LOS DATOS |
********************

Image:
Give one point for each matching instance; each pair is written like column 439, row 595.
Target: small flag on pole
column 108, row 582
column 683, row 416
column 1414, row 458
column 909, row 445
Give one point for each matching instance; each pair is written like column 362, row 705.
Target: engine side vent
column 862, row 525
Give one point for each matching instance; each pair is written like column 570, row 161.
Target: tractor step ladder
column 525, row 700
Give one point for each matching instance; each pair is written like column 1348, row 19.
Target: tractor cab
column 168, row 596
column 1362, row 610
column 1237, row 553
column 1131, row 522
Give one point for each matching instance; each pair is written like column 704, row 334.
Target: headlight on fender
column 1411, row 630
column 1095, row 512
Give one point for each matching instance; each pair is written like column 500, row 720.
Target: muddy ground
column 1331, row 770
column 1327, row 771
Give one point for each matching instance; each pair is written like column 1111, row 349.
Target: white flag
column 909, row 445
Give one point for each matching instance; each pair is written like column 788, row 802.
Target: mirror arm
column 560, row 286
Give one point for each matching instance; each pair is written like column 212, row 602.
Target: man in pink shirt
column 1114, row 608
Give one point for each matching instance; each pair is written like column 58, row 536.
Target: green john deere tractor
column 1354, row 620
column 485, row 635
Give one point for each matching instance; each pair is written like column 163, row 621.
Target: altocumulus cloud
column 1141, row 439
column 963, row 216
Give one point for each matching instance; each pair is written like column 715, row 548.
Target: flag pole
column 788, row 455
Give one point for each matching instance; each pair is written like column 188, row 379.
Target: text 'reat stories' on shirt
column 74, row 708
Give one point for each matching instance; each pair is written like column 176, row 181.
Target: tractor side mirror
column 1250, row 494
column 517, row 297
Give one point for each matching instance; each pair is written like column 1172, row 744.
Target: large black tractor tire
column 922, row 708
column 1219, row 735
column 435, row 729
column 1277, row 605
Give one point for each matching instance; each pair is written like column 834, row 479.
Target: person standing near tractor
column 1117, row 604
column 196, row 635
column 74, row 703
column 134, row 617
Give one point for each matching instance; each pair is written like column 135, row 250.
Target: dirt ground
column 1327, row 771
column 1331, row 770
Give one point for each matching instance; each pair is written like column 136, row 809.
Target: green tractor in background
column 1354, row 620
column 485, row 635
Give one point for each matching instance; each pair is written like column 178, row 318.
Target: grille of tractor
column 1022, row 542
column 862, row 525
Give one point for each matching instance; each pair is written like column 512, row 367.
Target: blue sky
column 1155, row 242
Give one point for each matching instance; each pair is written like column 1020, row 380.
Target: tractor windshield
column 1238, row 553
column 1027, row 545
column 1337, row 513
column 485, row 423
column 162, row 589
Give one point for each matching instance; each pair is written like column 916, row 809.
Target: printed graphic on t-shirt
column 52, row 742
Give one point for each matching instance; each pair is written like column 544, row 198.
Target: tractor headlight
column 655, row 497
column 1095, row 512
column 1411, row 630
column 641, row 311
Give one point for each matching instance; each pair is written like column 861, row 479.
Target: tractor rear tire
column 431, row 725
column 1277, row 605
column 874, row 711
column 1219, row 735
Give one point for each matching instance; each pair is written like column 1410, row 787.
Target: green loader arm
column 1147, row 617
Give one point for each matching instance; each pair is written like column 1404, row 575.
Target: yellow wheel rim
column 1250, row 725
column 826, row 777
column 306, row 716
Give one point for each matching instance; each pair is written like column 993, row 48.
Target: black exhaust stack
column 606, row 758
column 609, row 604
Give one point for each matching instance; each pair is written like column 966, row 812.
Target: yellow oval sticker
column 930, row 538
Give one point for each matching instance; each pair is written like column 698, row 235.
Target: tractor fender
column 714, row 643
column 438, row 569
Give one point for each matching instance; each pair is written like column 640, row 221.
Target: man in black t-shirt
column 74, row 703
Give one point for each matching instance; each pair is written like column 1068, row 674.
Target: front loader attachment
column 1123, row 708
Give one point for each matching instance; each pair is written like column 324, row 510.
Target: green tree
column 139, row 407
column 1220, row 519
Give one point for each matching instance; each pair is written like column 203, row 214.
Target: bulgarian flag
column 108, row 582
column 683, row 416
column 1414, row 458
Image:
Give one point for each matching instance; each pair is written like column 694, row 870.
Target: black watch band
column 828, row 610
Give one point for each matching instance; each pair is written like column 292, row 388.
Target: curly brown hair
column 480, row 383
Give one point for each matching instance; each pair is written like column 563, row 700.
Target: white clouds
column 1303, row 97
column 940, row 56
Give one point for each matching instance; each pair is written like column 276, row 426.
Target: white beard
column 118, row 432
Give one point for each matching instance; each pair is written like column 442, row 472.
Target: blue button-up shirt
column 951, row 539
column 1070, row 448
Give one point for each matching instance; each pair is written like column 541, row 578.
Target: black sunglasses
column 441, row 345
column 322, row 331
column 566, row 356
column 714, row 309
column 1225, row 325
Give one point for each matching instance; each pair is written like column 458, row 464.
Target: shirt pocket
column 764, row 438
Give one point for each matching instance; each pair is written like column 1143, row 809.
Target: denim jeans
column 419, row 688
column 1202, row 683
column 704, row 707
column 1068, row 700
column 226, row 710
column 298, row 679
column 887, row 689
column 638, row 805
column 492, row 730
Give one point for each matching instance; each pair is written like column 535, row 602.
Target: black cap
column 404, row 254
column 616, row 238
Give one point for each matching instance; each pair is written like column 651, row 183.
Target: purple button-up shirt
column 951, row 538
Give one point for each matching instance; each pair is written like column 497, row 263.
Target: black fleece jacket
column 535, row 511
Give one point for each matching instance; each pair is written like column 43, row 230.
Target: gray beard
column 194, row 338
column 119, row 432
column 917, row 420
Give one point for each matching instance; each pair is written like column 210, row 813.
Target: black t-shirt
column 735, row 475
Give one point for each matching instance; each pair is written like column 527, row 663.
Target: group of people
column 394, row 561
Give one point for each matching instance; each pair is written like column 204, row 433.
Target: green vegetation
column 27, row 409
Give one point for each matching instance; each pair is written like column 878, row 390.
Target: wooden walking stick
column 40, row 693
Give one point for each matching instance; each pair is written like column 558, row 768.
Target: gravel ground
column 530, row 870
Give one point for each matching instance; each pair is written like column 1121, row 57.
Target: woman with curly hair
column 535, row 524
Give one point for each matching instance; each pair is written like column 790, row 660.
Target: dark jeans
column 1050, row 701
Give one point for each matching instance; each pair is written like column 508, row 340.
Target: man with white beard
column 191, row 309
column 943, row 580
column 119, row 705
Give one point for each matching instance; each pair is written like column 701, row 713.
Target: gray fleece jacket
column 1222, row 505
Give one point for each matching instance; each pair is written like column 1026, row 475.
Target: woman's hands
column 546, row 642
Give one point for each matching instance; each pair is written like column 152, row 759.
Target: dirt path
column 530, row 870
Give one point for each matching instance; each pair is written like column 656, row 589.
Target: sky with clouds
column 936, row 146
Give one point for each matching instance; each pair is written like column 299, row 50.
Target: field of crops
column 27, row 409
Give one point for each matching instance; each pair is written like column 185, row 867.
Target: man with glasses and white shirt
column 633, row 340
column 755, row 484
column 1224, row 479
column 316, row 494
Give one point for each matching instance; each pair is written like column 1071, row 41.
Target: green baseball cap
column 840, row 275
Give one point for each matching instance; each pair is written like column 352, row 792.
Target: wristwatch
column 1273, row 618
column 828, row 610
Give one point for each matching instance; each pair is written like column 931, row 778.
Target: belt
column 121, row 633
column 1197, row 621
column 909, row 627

********************

EJERCICIO BREVE |
Reproduce palabra por palabra todos los ítems de arriba, sin alterar ninguna línea.

RESPUESTA |
Image:
Give one point for each matching instance; each pair is written like column 439, row 595.
Target: small flag on pole
column 108, row 582
column 683, row 416
column 1414, row 458
column 909, row 445
Give one point for each matching instance; each pair is written like column 362, row 705.
Target: engine side vent
column 862, row 525
Give one point for each matching instance; each pair is written like column 570, row 161.
Target: tractor step ladder
column 525, row 700
Give one point for each matching instance; each pair is written like column 1348, row 19.
Target: tractor cab
column 168, row 596
column 1362, row 610
column 1237, row 553
column 1131, row 522
Give one point for each matching instance; each pair is written like column 704, row 334.
Target: headlight on fender
column 1411, row 630
column 1095, row 512
Give one point for each matching instance; each pair is written like column 500, row 720.
Target: muddy ground
column 1331, row 770
column 1327, row 771
Give one point for each matching instance; each pair is written like column 1111, row 349.
Target: white flag
column 909, row 445
Give one point for each matching instance; each pair is written like column 788, row 802.
Target: mirror arm
column 560, row 286
Give one point for each matching instance; each pair is written like column 212, row 602.
Target: man in pink shirt
column 1114, row 608
Give one point for each matching instance; each pair is written like column 58, row 536.
Target: green john deere tractor
column 1354, row 620
column 485, row 635
Give one point for each matching instance; each pair is written like column 163, row 621.
Target: altocumulus cloud
column 1141, row 439
column 963, row 216
Give one point for each matching instance; each pair is written like column 715, row 548.
Target: flag pole
column 788, row 455
Give one point for each matching instance; each pair is written like column 188, row 379.
Target: text 'reat stories' on shirt
column 74, row 708
Give one point for each matching instance; each pair is written like column 176, row 181.
Target: tractor side mirror
column 1250, row 494
column 517, row 297
Give one point for each matching instance; each pair is written like column 1172, row 744.
Target: large black tractor tire
column 922, row 708
column 1219, row 735
column 435, row 729
column 1277, row 605
Give one point for each matching instance; each pair is written like column 834, row 479.
Target: person standing near tractor
column 1117, row 604
column 196, row 635
column 74, row 703
column 134, row 617
Give one point for each matching instance; each pair is written like column 135, row 250.
Target: dirt ground
column 1327, row 771
column 1331, row 770
Give one point for each matching instance; each pair is written like column 136, row 809.
Target: green tractor in background
column 1354, row 620
column 485, row 635
Give one point for each matching instance; each pair is written like column 178, row 318.
Target: grille of tractor
column 1022, row 542
column 862, row 525
Give one point for each matching instance; each pair is written like column 512, row 367.
Target: blue sky
column 1155, row 242
Give one point for each matching instance; each pair is written like column 1020, row 380.
Target: tractor windshield
column 1238, row 553
column 1027, row 545
column 1337, row 513
column 485, row 423
column 162, row 589
Give one point for each matching instance; each pair is written like column 916, row 809.
Target: printed graphic on t-shirt
column 52, row 742
Give one point for each matching instance; each pair is written like column 544, row 198.
Target: tractor headlight
column 655, row 497
column 1095, row 512
column 1411, row 630
column 641, row 311
Give one point for each matching instance; each pair is written like column 861, row 479.
Target: tractor rear tire
column 431, row 725
column 1277, row 605
column 874, row 711
column 1219, row 735
Give one point for each matching instance; each pair is written like column 1410, row 787.
Target: green loader arm
column 1147, row 617
Give one point for each matching instance; each pair is written like column 1404, row 575.
Target: yellow wheel rim
column 1250, row 725
column 826, row 777
column 306, row 716
Give one point for each matching instance; each pair is written like column 993, row 48.
Target: black exhaust stack
column 606, row 758
column 609, row 604
Give one point for each matching instance; each pair is written like column 966, row 812.
Target: yellow oval sticker
column 930, row 538
Give one point for each matching instance; each pair is written like column 698, row 235.
Target: tractor fender
column 714, row 643
column 438, row 569
Give one point for each matching instance; each pair is written like column 640, row 221.
Target: man in black t-shirt
column 74, row 703
Give one point for each matching instance; each pair is written like column 1068, row 674.
Target: front loader attachment
column 1123, row 708
Give one point for each matching instance; each pair is written like column 324, row 510.
Target: green tree
column 139, row 407
column 1220, row 519
Give one point for each matching instance; each pair is written like column 203, row 214.
Target: bulgarian flag
column 108, row 582
column 683, row 416
column 1414, row 458
Image:
Give one point for each matching instance; each pair is written like column 694, row 870.
Target: black watch band
column 828, row 610
Give one point for each matching instance; each pair is written like column 292, row 388.
Target: curly brown hair
column 480, row 383
Give one point for each matching instance; each pair is written like column 563, row 700.
Target: white clouds
column 1303, row 97
column 940, row 56
Give one point for each matching instance; each pair is written like column 276, row 426.
Target: white beard
column 118, row 432
Give one point for each matching instance; each pair is written like column 442, row 472.
Target: blue button-up shirt
column 951, row 539
column 1070, row 448
Give one point for each matching instance; each pair is written like column 541, row 578.
Target: black sunglasses
column 441, row 345
column 322, row 331
column 566, row 356
column 714, row 309
column 1225, row 325
Give one point for each matching instance; each pair is written like column 458, row 464.
Target: shirt pocket
column 764, row 438
Give one point for each matching instance; each pair is written like column 1143, row 809.
Target: denim jeans
column 419, row 688
column 1202, row 683
column 704, row 707
column 1068, row 700
column 226, row 710
column 298, row 679
column 887, row 689
column 638, row 805
column 492, row 730
Give one point for each matching instance; each pair is written like column 535, row 602.
Target: black cap
column 404, row 254
column 616, row 238
Give one point for each matching instance; each pair is written like column 651, row 183.
Target: purple button-up shirt
column 951, row 538
Give one point for each matching instance; each pair is written like column 497, row 263.
Target: black fleece jacket
column 535, row 511
Give one point for each matching instance; each pair is written like column 43, row 230.
Target: gray beard
column 194, row 338
column 119, row 432
column 917, row 420
Give one point for each matching instance; each pair is written like column 210, row 813.
Target: black t-shirt
column 735, row 475
Give one point for each matching instance; each pair is written like column 527, row 663.
Target: group of people
column 394, row 561
Give one point for each matching instance; each pair is written like column 204, row 433.
Target: green vegetation
column 27, row 409
Give one point for each matching instance; each pair is written like column 878, row 390.
Target: wooden walking stick
column 40, row 693
Give one point for each matching instance; each pair is written like column 558, row 768.
Target: gravel ground
column 530, row 870
Give one point for each matching instance; each pair is written like column 1121, row 57.
Target: woman with curly hair
column 535, row 524
Give one point for each matching instance; each pair is written like column 790, row 660.
Target: dark jeans
column 1050, row 701
Give one point for each matching instance; each pair is written like column 508, row 340.
Target: man with white beard
column 191, row 309
column 943, row 580
column 119, row 705
Give one point for each matching instance; each pair is written like column 701, row 713.
Target: gray fleece jacket
column 1222, row 505
Give one point for each matching instance; each pair is written like column 1026, row 475.
Target: woman's hands
column 546, row 642
Give one point for each matching instance; each pair is written like column 152, row 759.
Target: dirt path
column 530, row 870
Give one point for each matching instance; each pair is written like column 656, row 589.
Target: sky with clouds
column 936, row 146
Give one point for each matching instance; each pair is written like column 299, row 50.
Target: field of crops
column 27, row 409
Give one point for each matching instance; each pair is written like column 185, row 867.
Target: man with glasses and white shirt
column 633, row 340
column 755, row 484
column 1224, row 479
column 316, row 494
Give one point for each matching instance; each pair is written like column 1071, row 41.
Target: green baseball cap
column 840, row 275
Give one point for each matching instance; each pair is written like column 352, row 792.
Target: wristwatch
column 1273, row 618
column 828, row 610
Give one point for each matching instance; each pair is written like column 931, row 778.
Target: belt
column 121, row 633
column 1197, row 621
column 909, row 627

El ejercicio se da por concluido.